TEXT PASSAGE:
◇ ◇ ◇ ◇
And if having a degree, especially a specific degree, is necessary to the job you are hiring for, then making sure your applicant indeed fills that requirement is good business.

For some jobs, having a degree may not be necessary. In that case companies are more concerned that their applicants have at least earned their high school diplomas or a GED.

Either way, it is important that you take the time to verify that the education listed by your applicant is true.

It should be the first step in making sure they have the training your position needs

Knowing exactly what your job requires first is key. That is where a good job description comes in.  
Taking the time to really think about the skills, education, and experience it takes to do the job well is important. Once you know this, you can be much more clear about the criteria your applicant must fill.

Once you have determined the education needed, then you have to take the next step and verify that any applicant you take beyond the interview level absolutely has that level of education.

This ensures you are considering only the candidates who fit the bill.

Another benefit to verifying your applicant’s education is that, if true, it can go a long way towards developing a favorable impression of them and determining whether or not they are honest.

It is also important that you understand what doing an education verification entails.
Most often, this check simply involves verifying whether a degree was earned, what type of degree it was, and when it was awardedLess often an employer may request an actual transcript. The transcript would include classes taken and grades earned.

Both types of verifications require that the applicant signs a release, which is recommended per EEOC and FCRA guidelines in any background check. This ensures that your applicant understands a background check is being done and agrees to the release of any information during the scope of the check.

Most times, before any information can be obtained, a copy of this signed release must be provided to the source agency.  This is because graduation and degree information is not public record.
◇ ◇ ◇ ◇
ENTRIES PROVIDED:

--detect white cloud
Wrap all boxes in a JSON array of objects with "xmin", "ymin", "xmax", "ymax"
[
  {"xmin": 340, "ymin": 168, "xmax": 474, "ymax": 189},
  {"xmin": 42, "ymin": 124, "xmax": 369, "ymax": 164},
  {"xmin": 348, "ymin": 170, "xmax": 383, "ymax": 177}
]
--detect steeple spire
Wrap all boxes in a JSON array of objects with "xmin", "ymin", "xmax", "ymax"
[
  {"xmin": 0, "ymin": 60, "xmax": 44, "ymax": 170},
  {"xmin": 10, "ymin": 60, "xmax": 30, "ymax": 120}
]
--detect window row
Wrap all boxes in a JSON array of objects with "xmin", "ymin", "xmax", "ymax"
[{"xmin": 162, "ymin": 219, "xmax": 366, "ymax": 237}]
◇ ◇ ◇ ◇
REQUIRED TASKS:
A – In the text on verifying a job applicant's education, why must a copy of the signed release usually be given to the source agency before any information can be obtained?
B – Resume the text on verifying a job applicant's education, starting right after its last sentence.
The records have nothing to do with the text.

WRITTEN ANSWERS:
A – Because graduation and degree information is not public record.

B –
It used to be that degree verifications were done through the institution’s registrar’s or guidance offices. Now most colleges and universities use an outside agency to verify degrees. There are even some high schools who use a verifying warehouse. Doing this saves them from hiring extra personnel to handle these verification requests.  

Some verification results are instantaneous upon receipt of the request, signed release, and payment of an access fee. The amount of this fee varies.

Other requests require additional time. This can be due to incomplete records from the school, making it necessary to contact them directly. It can also be from inaccurate information supplied by your applicant. Other factors can be a glitch in the system, errors in entering the information into the database, or if you are trying to verify older records. 

When ready, results will either show the degree as listed being earned, and will supply date and type of degree, or that the degree could not be verified.

If a degree is not verified, it can be for a few possible reasons ~ 
  • an error (from school or verifying institution), 
  • any unpaid school fees (library fees, unpaid balances, etc.) 
  • or, the worst case scenario, that your applicant lied on their resume.
If the degree is not verified, you need to make no hiring decision until you:
  • Notify your applicant of the negative results
  • Give Your Applicant a chance to explain or dispute the results
If your applicant believes the results are in error, always 
recommend they contact the school directly to get an explanation.

Only after you have completed the above actions, and get any additional information the applicant may have concerning their degree, should you make your employment decision.

Even then, you must notify your applicant in writing of what you decide. Remember, it is in your best interest to document the entire process.

There is no doubt about it, verifying your applicant’s education information makes sense.  It costs you very little time and money, but can save you from the problems and embarrassment of making a bad hire.
It is simply Good Business!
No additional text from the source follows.